#### EXERCISE DIRECTIONS
All records that follow are to be copied exactly, with images omitted.

(DATA SECTION begins)

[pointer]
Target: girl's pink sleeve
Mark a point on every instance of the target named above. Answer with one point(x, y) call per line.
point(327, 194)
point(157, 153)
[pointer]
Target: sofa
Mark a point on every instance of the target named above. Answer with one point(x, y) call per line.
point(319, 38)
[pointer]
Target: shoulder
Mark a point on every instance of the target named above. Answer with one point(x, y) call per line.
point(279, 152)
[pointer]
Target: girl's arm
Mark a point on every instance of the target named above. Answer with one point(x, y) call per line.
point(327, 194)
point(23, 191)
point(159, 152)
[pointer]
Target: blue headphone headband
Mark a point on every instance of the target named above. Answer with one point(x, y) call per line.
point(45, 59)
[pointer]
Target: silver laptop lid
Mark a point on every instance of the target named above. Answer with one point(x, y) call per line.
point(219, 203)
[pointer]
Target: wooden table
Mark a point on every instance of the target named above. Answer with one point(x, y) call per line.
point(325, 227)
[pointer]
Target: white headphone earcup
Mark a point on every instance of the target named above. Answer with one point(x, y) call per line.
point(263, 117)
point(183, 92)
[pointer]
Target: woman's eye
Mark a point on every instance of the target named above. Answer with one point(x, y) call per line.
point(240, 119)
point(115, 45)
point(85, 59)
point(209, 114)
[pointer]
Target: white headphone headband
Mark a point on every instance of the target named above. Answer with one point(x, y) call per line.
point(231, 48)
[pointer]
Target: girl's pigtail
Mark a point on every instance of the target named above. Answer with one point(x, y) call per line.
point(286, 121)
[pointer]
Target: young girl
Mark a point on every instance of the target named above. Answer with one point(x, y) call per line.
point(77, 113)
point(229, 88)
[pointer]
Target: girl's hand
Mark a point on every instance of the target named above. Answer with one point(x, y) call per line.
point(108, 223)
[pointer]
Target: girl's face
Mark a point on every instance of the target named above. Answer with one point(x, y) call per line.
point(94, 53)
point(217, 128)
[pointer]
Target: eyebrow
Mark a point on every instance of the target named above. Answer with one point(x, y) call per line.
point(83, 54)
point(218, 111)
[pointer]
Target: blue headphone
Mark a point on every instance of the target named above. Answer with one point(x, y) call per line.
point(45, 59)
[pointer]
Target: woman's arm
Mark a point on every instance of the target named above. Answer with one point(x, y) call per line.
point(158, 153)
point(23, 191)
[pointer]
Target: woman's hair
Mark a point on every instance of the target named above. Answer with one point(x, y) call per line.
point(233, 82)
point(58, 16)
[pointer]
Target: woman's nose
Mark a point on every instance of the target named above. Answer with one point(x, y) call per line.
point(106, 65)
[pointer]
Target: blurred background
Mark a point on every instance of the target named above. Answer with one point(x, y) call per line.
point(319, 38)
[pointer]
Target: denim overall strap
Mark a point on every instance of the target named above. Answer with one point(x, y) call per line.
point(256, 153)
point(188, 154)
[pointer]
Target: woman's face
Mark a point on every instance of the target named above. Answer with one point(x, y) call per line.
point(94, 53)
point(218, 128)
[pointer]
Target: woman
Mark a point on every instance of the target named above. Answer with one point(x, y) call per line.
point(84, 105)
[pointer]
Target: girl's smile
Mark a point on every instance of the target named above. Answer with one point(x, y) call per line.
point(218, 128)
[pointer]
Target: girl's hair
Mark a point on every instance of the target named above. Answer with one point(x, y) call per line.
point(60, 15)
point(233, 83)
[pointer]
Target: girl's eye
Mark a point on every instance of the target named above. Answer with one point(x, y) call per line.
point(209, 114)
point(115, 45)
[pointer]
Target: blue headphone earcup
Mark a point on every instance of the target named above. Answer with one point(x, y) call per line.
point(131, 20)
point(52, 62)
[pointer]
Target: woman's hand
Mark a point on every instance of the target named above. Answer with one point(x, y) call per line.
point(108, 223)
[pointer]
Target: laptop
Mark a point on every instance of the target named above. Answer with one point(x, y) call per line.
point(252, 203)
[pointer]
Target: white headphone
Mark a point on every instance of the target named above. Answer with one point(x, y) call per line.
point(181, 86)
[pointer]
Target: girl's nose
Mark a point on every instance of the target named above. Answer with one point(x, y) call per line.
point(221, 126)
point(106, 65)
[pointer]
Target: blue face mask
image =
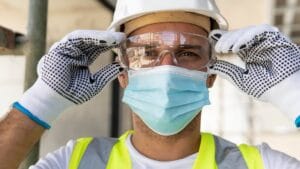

(DATA SECTION ends)

#### RESPONSE BOX
[pointer]
Target: girl's pink sleeve
Mark a point on every instance of the target named above. Answer with one point(x, y) call per line.
point(327, 194)
point(157, 153)
[pointer]
Target: sofa
Mark a point on every instance of the target named above. Answer with one point(x, y) call per line.
point(319, 38)
[pointer]
Target: shoulder
Mark a point on every instance of the target named above. Answer with one point(x, y) call per line.
point(279, 152)
[pointer]
Target: girl's arm
Mark a point on every instance of the target named above. Answer with one point(x, y) call per line.
point(327, 194)
point(23, 191)
point(159, 152)
[pointer]
Target: blue headphone headband
Mark a point on every instance of the target named above. Answer with one point(x, y) call per line.
point(45, 59)
[pointer]
Target: silver laptop lid
Mark a point on every instance of the target named above. Answer with one point(x, y) call per line.
point(219, 203)
[pointer]
Target: wooden table
Mark a point on every instance of the target named above. Answer with one point(x, y) call per line.
point(325, 227)
[pointer]
Target: white headphone earcup
Mark a point on every instance of the target named above. Answer with one point(x, y) call per line.
point(263, 117)
point(183, 92)
[pointer]
Target: woman's eye
Mark a point on every instance of the target named above. Answer with one point(x, y) call per line.
point(240, 119)
point(115, 45)
point(85, 59)
point(209, 114)
[pointer]
Target: white headphone headband
Mark a point on every instance of the target named above. Answer with one point(x, y) call per line.
point(231, 48)
[pointer]
Target: girl's pigtail
Mark a point on every instance of the target named above. Answer with one point(x, y) call per line.
point(286, 121)
[pointer]
Target: young girl
Mark a point on every instance of the target named above. Answer with one point(x, y) call per line.
point(77, 113)
point(229, 88)
[pointer]
Target: girl's hand
Mark a point on every instance of the target named above. Answer with one point(x, y) call per line.
point(108, 223)
[pointer]
Target: girl's face
Mark a point on every instance of the target named above. Answer with one point(x, y) call per line.
point(94, 53)
point(217, 128)
[pointer]
Target: eyebrow
Mark a point on every instance of the target named above. Answer with one point(x, y) call per line.
point(83, 54)
point(218, 111)
[pointer]
Target: blue headphone
Mark a point on every instance of the target named above. Answer with one point(x, y) call per line.
point(45, 59)
[pointer]
Target: woman's arm
Mark a point on every instance of the target named above. Answer with one point(x, y) call per line.
point(158, 153)
point(23, 191)
[pointer]
Target: woman's hair
Mark a point on every instance of the target named above. Answer with one point(x, y) call per line.
point(233, 82)
point(58, 16)
[pointer]
Target: woman's nose
Mark a point on every instance of the target named above. Answer with one point(x, y) call per line.
point(106, 65)
[pointer]
Target: blurred background
Mark a point on every instance of the target named above. Answer with one point(x, y) call per line.
point(319, 38)
[pointer]
Target: denim overall strap
Mark a point on every instance of the target named above. Answer with one point(x, y) call per line.
point(256, 153)
point(188, 154)
[pointer]
Target: woman's face
Mark a point on every instance of the target named above. Answer with one point(x, y) call per line.
point(94, 53)
point(218, 128)
[pointer]
Target: woman
Mark a point on every instance of the target named above. Answer with one point(x, y) call per line.
point(84, 105)
[pointer]
Target: girl's smile
Mark a point on every instance of the target named above. Answer with one point(x, y) call per line.
point(218, 128)
[pointer]
Target: girl's hair
Mark a point on every instance of the target named above. Answer with one point(x, y) call per line.
point(60, 15)
point(233, 83)
[pointer]
Target: girl's eye
Mark a point on every instance of the target named above. Answer with one point(x, y) call per line.
point(209, 114)
point(115, 45)
[pointer]
Target: blue headphone earcup
Mark a point on every instance of the target named above. Answer with one point(x, y) call per line.
point(131, 20)
point(52, 62)
[pointer]
Target: woman's hand
Mark a point on every instance of the target named above. Answer with one point(x, y) call per line.
point(108, 223)
[pointer]
Target: laptop
Mark a point on every instance of the target named above. Answer with one point(x, y) call per line.
point(252, 203)
[pointer]
Target: white headphone
Mark a point on every instance of the target named above. Answer with one point(x, y) call per line.
point(181, 86)
[pointer]
Target: girl's nose
Mark a point on every instance of the target named above. Answer with one point(x, y) call per line.
point(221, 126)
point(106, 65)
[pointer]
Target: blue face mask
image =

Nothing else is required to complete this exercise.